# DOCUMENT TEXT
--- START ---
US President Donald Trump released a revised budget plan on May 23 that would slash science spending across the federal government in 2018. Biomedical, public-health and environmental research programs are among those that would be pared back.

Those cuts, along with deep reductions in programs for the poor, are balanced by a proposed 10% increase in military spending. That echoes the “skinny budget” outline that Trump released in March, which faced opposition in Congress. Earlier this month, lawmakers approved a 2017 budget deal that increased funding for key science agencies and ignored the president's push for cuts.

“This budget is terrible, and we’re confident that Congress will ignore it,” says Jennifer Zeitzer, director of legislative relations at the Federation of American Societies for Experimental Biology in Bethesda, Maryland.

Here, Nature breaks down the president's budget request. Check back as we update this story with analysis and reaction throughout the day.

National Institutes of Health

The National Institutes of Health would face a cut of 18% in the Trump plan, compared to its 2017 budget. This would be achieved by “structural changes” to reduce the amount of overhead that the agency pays to grant recipients, according to budget documents. Under the current system, individual research institutions negotiate with the government to set the rate at which they are reimbursed for expenses such as administration and facility construction and maintenance. The White House wants one rate for all grantees to “mitigate the risk for fraud and abuse”.

The budget would eliminate the $70 million Fogarty International Center, which coordinates with other NIH institutes to train researchers and health-care providers overseas. The rest of the cuts would be spread evenly across the NIH’s 26 remaining institutes and centres.

The White House plan would create the US$272 million National Institute for Research on Safety and Quality. The institute would study the outcomes of treatments and health services, taking on the role of the independent Agency for Healthcare Research and Quality (AHRQ), which would be eliminated.
--- END ---
Stored records
--- START ---
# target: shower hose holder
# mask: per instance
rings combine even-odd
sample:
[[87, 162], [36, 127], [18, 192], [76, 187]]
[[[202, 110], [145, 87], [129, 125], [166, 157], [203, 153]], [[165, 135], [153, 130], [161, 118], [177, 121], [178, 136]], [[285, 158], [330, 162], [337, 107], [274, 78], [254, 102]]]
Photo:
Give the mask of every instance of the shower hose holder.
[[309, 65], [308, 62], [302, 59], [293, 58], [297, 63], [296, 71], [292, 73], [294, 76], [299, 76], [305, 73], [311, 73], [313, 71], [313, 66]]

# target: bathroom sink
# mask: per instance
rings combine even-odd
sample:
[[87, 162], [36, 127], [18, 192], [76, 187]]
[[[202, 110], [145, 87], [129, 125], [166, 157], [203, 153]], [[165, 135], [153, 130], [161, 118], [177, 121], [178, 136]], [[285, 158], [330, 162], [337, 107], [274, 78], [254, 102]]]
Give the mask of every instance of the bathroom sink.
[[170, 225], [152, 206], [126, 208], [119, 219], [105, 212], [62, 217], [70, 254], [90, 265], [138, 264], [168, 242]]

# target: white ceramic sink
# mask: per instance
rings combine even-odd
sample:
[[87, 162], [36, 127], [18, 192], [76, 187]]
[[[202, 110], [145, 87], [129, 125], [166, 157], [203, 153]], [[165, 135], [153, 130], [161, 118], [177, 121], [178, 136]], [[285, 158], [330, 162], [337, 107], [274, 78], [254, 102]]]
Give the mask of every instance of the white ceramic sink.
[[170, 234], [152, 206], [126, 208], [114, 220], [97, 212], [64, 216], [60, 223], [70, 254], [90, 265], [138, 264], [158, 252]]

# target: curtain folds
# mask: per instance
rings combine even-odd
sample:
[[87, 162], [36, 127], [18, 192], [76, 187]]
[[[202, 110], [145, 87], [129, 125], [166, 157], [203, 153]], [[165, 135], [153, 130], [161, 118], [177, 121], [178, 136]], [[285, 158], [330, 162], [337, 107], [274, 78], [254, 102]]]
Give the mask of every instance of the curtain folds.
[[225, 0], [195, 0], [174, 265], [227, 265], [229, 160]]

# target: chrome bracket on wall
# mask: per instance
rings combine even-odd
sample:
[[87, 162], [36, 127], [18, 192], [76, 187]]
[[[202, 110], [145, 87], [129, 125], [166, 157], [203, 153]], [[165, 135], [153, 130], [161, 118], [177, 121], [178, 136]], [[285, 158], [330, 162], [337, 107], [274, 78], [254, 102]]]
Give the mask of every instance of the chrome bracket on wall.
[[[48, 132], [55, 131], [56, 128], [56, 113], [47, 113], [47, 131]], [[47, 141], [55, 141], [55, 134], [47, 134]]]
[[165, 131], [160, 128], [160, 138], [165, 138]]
--- END ---
# PROBLEM SET
1. Answer these questions about the article on the 2018 budget plan:
(a) On what date was the revised budget plan released?
(b) By what percentage would the National Institutes of Health budget be cut compared with 2017?
(c) How much funding does the Fogarty International Center have, according to the article?
2. Go on with the article on the 2018 federal budget plan, starting right after its last paragraph.

# RESPONSES TO THE TASKS
1.
(a) May 23.
(b) 18%.
(c) $70 million.

2.
The Trump budget also includes $86 million for the NIH’s arm of the Brain Research Advancing Innovative Neurotechnologies (BRAIN) Initiative. And it sets aside $100 million for the Precision Medicine Initiative: a 10-year effort to track the health of 1 million Americans that is scheduled to launch later this year.

Congressman Tom Cole (Republican, Oklahoma) who chairs the US House of Representatives spending subcommittee that funds the NIH, has said that he does not expect that Congress will support Trump’s proposed cuts. Other lawmakers from both major political parties have also come out against the president’s plan for the NIH.

Centers for Disease Control and Prevention

One bright spot for public health is Trump’s proposal to establish an “emergency response fund” within the Department of Health and Human Services, which includes the Centers for Disease Control and Prevention (CDC). This would give the department the authority to move up to 1% of its budget to respond to emerging health threats, such as the recent outbreaks of the Ebola and Zika viruses. Much of this work would likely involve the CDC.

Public-health officials have called for such a fund for years. But Georges Benjamin, president of the American Public Health Association in Washington DC, says that Trump’s proposal “a shell game”. The White House wants to slash more than $1.2 billion from the CDC’s budget, with the largest cuts coming from public-health preparedness programs.

“They dramatically cut the actual operating funds and then create the capacity to go into your pocket, which has much less money in it,” Benjamin says. “It’s smoke and mirrors.”

Food and Drug Administration

The Trump plan would cut government funding for the US Food and Drug Administration by 31%, to $1.9 billion. That $855 million decrease would be offset by a $1.3 billion increase in the “user fees” that companies pay the agency to review their products. The law that sets the agency's user-fee rate expires in September, and Congress is working on reauthorizing it. Draft legislation released jointly by the House and Senate in April would raise user fees by only $400 million per year.

National Science Foundation

The National Science Foundation’s (NSF) budget would be cut by about 11% from the 2016 level, to $6.7 billion. That would allow the agency to give out 8,000 new grants in fiscal year 2018, about 800 fewer than it awarded in 2016.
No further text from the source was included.